_EXCERPTED TEXT_:
>>
Aug 262013

I remember riding my bike home from soccer excited, because my mother was serving koldskaal (koldskål) for dinner or dessert. This was back when the eggs came from our own chickens, and there were no worries about salmonella.

I tried making Koldskaal with my mom’s old recipe from Denmark, but I was missing a key ingredient. Making koldskaal in Florida seemed to be quite a challenge, because I could not find tykmaelk anywhere. Tykmaelk is a sort of sour yogurt (its a fermented milk product), but it is not plain yogurt. I decided to give koldskaal a try by combining sour cream and plain yogurt, as the yogurt is too sweet on its own.

I also had a problem finding pasteruized eggs, but luckily I found Safest Choice eggs at Publix. They cost $2.79 at Publix, but with a $0.75 coupon from their website, it turned out that the pasteurized eggs were cheaper than the regular Publix eggs.

I was nervous about how the koldskaal would turn out, but after some experimentation I finally found the right combination of sour cream and plain yogurt. The koldskaal taste just like my mother used to make it, and I am beyond excited.

My three boys are all lactose intolerant, which is another reason why I have never made an attempt to make koldskaal here in Florida. Two of my boys love it though, so they got to have a little bit of a taste with lots of kammerjunker, and my middle son (who is extremely picky) of course did not like it.
<<
_PROBLEM 1_:
Answer these questions about the post on koldskaal.
(a) What two things did the writer combine in place of tykmaelk?
(b) At which store did the writer find Safest Choice eggs?
(c) How many of the writer's boys are lactose intolerant?
The records that follow have no connection to the text above.

_INPUT ROWS_:
>>
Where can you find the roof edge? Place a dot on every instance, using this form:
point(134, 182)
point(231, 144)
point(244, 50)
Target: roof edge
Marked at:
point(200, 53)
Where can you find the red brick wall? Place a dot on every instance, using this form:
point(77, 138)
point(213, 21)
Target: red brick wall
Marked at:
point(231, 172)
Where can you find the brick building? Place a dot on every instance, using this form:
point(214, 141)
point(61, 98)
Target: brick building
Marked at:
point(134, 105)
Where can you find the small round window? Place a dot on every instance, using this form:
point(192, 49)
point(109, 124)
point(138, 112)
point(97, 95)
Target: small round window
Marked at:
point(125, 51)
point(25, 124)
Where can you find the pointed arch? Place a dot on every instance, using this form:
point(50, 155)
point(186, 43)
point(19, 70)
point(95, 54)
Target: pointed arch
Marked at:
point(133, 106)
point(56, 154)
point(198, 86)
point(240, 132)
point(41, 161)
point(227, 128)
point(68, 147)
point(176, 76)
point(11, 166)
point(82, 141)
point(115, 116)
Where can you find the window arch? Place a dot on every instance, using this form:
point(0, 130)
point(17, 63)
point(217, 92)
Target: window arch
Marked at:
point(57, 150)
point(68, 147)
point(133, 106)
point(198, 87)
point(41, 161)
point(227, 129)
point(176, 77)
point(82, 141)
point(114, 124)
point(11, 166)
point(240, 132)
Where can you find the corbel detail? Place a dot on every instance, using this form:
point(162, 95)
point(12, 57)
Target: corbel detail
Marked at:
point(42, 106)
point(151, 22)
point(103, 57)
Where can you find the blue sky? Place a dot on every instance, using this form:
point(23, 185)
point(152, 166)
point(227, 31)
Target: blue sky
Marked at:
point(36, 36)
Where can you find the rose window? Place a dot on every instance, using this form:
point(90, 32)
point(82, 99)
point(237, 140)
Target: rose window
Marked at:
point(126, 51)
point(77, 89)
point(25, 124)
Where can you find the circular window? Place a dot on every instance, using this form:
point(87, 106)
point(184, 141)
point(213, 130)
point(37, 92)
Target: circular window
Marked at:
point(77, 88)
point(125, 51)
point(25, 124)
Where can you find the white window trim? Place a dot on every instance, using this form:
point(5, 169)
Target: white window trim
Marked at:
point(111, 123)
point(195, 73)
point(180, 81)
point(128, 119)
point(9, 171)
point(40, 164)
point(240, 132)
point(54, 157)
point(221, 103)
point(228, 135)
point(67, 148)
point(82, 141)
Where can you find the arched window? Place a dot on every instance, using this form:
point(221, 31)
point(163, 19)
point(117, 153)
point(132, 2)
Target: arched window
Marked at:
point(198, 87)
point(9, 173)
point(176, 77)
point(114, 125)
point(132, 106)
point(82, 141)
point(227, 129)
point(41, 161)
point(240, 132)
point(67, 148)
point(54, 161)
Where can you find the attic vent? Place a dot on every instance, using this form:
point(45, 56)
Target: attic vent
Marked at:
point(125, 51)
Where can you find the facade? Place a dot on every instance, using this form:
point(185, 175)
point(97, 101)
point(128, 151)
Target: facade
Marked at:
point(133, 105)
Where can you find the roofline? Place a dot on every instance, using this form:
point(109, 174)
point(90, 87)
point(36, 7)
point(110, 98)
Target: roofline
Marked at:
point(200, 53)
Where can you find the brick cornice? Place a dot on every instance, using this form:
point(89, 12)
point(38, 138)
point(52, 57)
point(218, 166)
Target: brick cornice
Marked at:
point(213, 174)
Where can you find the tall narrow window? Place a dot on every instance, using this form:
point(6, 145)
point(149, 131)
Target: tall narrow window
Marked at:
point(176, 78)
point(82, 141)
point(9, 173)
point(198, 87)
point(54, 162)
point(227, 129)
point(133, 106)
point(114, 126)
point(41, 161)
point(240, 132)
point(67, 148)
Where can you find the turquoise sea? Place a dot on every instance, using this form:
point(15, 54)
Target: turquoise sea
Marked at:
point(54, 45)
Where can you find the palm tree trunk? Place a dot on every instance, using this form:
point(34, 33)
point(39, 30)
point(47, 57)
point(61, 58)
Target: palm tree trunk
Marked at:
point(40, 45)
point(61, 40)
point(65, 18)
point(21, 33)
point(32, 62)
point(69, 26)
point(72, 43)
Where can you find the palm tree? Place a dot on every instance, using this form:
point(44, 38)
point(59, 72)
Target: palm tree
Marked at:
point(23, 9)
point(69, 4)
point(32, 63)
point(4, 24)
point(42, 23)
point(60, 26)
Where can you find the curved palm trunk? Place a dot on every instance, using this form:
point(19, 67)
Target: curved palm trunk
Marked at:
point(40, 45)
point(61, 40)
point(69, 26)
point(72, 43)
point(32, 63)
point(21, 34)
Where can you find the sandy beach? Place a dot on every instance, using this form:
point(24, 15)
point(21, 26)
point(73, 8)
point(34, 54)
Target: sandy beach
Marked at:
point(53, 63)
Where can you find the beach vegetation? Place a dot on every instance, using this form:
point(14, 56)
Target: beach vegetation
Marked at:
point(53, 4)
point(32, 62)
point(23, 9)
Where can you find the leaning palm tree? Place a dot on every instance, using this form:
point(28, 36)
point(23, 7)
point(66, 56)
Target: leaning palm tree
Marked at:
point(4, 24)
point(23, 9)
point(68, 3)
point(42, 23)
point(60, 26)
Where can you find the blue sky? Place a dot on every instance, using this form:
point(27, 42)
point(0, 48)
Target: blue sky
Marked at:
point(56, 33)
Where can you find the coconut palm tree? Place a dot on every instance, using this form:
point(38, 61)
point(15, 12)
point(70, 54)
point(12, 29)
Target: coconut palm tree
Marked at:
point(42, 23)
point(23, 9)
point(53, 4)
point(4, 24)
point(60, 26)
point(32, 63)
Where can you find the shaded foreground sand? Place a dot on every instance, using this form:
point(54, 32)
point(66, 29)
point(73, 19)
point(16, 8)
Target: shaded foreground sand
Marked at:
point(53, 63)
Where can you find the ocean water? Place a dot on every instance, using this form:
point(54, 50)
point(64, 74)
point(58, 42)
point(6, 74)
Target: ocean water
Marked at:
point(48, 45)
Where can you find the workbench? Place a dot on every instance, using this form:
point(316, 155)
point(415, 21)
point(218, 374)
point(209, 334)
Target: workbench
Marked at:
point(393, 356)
<<
_PROBLEM 2_:
Quote the records from their first line through the line with "point(115, 116)".

_CORRECT ANSWER 1_:
(a) Sour cream and plain yogurt.
(b) Publix.
(c) All three.

_CORRECT ANSWER 2_:
Where can you find the roof edge? Place a dot on every instance, using this form:
point(134, 182)
point(231, 144)
point(244, 50)
Target: roof edge
Marked at:
point(200, 53)
Where can you find the red brick wall? Place a dot on every instance, using this form:
point(77, 138)
point(213, 21)
Target: red brick wall
Marked at:
point(231, 172)
Where can you find the brick building? Place a dot on every instance, using this form:
point(214, 141)
point(61, 98)
Target: brick building
Marked at:
point(134, 105)
Where can you find the small round window? Place a dot on every instance, using this form:
point(192, 49)
point(109, 124)
point(138, 112)
point(97, 95)
Target: small round window
Marked at:
point(125, 51)
point(25, 124)
Where can you find the pointed arch? Place a dot on every instance, using this form:
point(50, 155)
point(186, 43)
point(19, 70)
point(95, 54)
Target: pointed arch
Marked at:
point(133, 106)
point(56, 154)
point(198, 86)
point(240, 132)
point(41, 161)
point(227, 128)
point(68, 147)
point(176, 76)
point(11, 166)
point(82, 141)
point(115, 116)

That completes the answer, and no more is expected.